» WHAT TO PRODUCE:
Print the stretch of the trailer passage from "I learned to never" through "that motherfucking trailer." word for word.

» TEXT TO READ:
+ + + + + + +

I learned to never unhook the trailer while parked on an incline. I imagine I must have looked a sight, tears streaming down my face that day, while I was digging in my heels, skidding, holding the trailer for dear life to stop it from rolling all the way down the hill.
I learned to pack a trailer correctly, to balance the weight at the front, so the tongue wouldn’t spring into the air as soon as I unhooked (ripping into my lowered tailgate again) .
My kids learned how to catch fish. How to clean them. How to cook a steak over the campfire, how to make jello in the trees, campfire pies, and perfectly toasted marshmallows. They learned to identify edible berries, and how you could eat rosehips to avoid scurvy and use witches’ hair for tea.
But here is the key to this story, and why it matters now: The hardest part of all was learning how to back up that motherfucking trailer.
I practised, and I struggled, and I fought with the thing over and over and over and over, until I could back it up, perfectly.

+ + + + + + +

» INFORMATION PROVIDED:
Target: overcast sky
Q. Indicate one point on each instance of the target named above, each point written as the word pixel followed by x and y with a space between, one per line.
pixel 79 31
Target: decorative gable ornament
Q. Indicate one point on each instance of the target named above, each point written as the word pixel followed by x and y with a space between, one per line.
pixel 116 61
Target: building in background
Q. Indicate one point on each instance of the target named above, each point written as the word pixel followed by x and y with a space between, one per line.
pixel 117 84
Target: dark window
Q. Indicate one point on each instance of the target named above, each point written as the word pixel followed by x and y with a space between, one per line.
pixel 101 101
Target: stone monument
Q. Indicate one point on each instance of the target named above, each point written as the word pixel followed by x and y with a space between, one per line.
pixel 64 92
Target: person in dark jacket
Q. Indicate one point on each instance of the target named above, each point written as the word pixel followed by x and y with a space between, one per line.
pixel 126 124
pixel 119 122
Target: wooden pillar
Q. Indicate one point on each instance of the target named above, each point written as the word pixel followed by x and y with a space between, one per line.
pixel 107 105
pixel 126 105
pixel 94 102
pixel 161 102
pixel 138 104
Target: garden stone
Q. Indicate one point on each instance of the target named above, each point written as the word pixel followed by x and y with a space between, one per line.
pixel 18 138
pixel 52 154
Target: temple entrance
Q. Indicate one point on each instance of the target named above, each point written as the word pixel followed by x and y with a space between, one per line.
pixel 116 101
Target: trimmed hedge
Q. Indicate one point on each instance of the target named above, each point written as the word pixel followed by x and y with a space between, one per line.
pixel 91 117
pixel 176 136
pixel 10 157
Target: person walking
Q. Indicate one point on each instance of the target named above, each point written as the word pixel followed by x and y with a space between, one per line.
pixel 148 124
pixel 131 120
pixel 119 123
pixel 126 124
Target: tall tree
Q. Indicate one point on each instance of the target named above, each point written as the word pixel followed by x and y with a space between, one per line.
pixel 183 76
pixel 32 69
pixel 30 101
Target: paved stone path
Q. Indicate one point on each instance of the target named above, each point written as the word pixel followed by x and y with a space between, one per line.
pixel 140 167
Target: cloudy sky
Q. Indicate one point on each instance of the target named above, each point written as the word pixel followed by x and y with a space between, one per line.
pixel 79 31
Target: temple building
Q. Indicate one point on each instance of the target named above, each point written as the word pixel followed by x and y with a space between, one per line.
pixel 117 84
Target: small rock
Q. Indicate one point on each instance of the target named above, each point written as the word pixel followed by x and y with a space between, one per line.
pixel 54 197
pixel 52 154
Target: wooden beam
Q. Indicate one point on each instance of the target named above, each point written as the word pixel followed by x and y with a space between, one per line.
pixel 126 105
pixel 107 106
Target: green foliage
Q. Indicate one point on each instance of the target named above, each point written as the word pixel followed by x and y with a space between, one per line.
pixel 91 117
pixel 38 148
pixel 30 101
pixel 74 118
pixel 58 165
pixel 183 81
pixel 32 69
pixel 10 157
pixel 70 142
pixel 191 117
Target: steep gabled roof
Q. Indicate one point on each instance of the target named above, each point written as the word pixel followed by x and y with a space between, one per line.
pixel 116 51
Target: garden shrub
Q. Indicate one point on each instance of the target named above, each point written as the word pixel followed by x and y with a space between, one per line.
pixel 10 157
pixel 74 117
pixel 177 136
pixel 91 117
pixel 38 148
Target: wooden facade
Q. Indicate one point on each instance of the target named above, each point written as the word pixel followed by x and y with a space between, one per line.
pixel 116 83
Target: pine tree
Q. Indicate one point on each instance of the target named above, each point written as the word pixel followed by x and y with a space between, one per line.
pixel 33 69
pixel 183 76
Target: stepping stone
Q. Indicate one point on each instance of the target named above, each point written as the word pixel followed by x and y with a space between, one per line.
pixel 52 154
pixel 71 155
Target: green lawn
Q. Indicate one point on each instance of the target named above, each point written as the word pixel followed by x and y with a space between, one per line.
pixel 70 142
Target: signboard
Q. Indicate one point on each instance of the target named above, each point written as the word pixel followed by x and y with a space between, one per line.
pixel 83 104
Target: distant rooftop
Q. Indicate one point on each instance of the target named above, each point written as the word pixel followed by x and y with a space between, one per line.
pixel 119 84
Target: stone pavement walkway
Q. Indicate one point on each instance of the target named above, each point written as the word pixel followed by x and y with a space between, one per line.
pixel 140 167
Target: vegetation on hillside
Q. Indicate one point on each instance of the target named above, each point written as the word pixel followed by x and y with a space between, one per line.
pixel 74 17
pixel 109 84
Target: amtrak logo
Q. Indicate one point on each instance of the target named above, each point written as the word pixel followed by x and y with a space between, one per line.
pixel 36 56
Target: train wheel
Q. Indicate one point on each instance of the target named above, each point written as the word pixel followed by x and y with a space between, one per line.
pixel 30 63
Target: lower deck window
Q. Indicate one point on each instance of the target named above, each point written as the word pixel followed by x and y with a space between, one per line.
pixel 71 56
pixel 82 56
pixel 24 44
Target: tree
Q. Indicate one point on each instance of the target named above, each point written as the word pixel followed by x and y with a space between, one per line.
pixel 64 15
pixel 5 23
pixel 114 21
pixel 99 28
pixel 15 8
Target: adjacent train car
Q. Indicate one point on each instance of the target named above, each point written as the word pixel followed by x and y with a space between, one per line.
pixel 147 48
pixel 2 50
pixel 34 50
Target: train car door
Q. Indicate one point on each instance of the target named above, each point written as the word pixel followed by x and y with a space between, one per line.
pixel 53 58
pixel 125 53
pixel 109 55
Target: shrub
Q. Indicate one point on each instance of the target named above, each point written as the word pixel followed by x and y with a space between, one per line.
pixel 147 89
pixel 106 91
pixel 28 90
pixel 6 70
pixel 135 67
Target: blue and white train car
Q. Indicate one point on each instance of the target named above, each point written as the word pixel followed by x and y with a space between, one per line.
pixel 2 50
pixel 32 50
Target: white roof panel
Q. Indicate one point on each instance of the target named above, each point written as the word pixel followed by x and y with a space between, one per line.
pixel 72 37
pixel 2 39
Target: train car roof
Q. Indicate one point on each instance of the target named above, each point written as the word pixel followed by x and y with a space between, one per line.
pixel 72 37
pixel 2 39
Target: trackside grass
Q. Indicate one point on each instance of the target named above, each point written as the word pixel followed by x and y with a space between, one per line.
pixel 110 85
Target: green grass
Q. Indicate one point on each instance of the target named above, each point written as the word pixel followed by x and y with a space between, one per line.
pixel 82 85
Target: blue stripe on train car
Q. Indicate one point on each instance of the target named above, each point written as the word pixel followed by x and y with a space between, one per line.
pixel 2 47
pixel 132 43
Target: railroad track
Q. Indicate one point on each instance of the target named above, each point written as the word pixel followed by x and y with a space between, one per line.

+ + + + + + +

» EXERCISE OUTPUT:
I learned to never unhook the trailer while parked on an incline. I imagine I must have looked a sight, tears streaming down my face that day, while I was digging in my heels, skidding, holding the trailer for dear life to stop it from rolling all the way down the hill.
I learned to pack a trailer correctly, to balance the weight at the front, so the tongue wouldn’t spring into the air as soon as I unhooked (ripping into my lowered tailgate again) .
My kids learned how to catch fish. How to clean them. How to cook a steak over the campfire, how to make jello in the trees, campfire pies, and perfectly toasted marshmallows. They learned to identify edible berries, and how you could eat rosehips to avoid scurvy and use witches’ hair for tea.
But here is the key to this story, and why it matters now: The hardest part of all was learning how to back up that motherfucking trailer.